**EXERCISE DESCRIPTION**: After locating the line that contains "Class: shadow on wood" in the following entries, reproduce it and each later line exactly, including the last.

Image-backed grounding data
▼

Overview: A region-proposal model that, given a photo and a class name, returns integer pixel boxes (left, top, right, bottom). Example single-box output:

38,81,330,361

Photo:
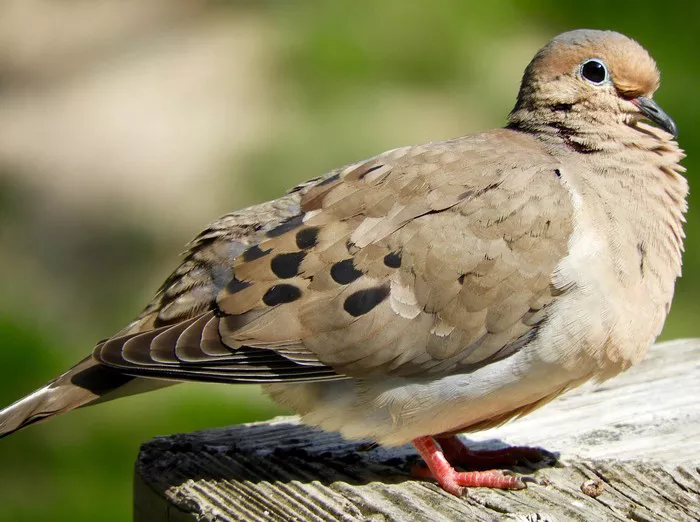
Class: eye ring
580,59,609,85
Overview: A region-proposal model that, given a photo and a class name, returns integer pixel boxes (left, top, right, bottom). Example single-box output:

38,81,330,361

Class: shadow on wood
134,339,700,521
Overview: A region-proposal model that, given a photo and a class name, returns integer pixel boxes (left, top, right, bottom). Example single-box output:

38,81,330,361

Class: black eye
581,59,608,85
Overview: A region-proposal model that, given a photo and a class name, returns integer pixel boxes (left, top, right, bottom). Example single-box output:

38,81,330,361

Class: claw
435,435,554,470
519,475,539,485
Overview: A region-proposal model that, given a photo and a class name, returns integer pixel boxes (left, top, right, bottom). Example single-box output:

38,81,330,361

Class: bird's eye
580,59,608,85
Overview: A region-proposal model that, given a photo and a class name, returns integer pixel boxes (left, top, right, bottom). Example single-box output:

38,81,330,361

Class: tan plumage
0,29,687,493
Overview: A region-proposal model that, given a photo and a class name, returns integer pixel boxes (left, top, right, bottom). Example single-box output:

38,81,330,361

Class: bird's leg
435,434,548,471
411,436,528,496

▲

**SOLUTION FOR THIS PROBLEM**:
Class: shadow on wood
134,339,700,521
Overview: A region-proposal model that, given a photo and a class name, returns integer pixel boxes (left, top, right, bottom). Example single-box output:

38,81,330,361

Class: black eye
581,59,608,85
Overview: A region-proposal model that, given a photo and a class name, returns integer pixel boxes (left, top, right, bottom). Example single-box output:

38,81,330,361

Class: claw
435,435,554,470
519,475,539,485
Overview: A region-proposal model that, given a photo and a class name, returns integer pixel boxes (left, top, right, bottom). Example single-box output:

38,81,330,361

Class: bird's eye
580,59,608,85
Overview: A region-proposal model that, given a photo and a class name, returns integer pixel boxes (left, top, right, bottom). Example single-box output:

38,81,330,361

Class: tan plumage
0,29,687,493
Overview: A region-proposal model that, given a photo and a class name, returns integer pixel boxes (left, top, right, bottom). Example single-box output:

38,81,330,361

Class: bird's leg
435,434,548,471
411,436,528,496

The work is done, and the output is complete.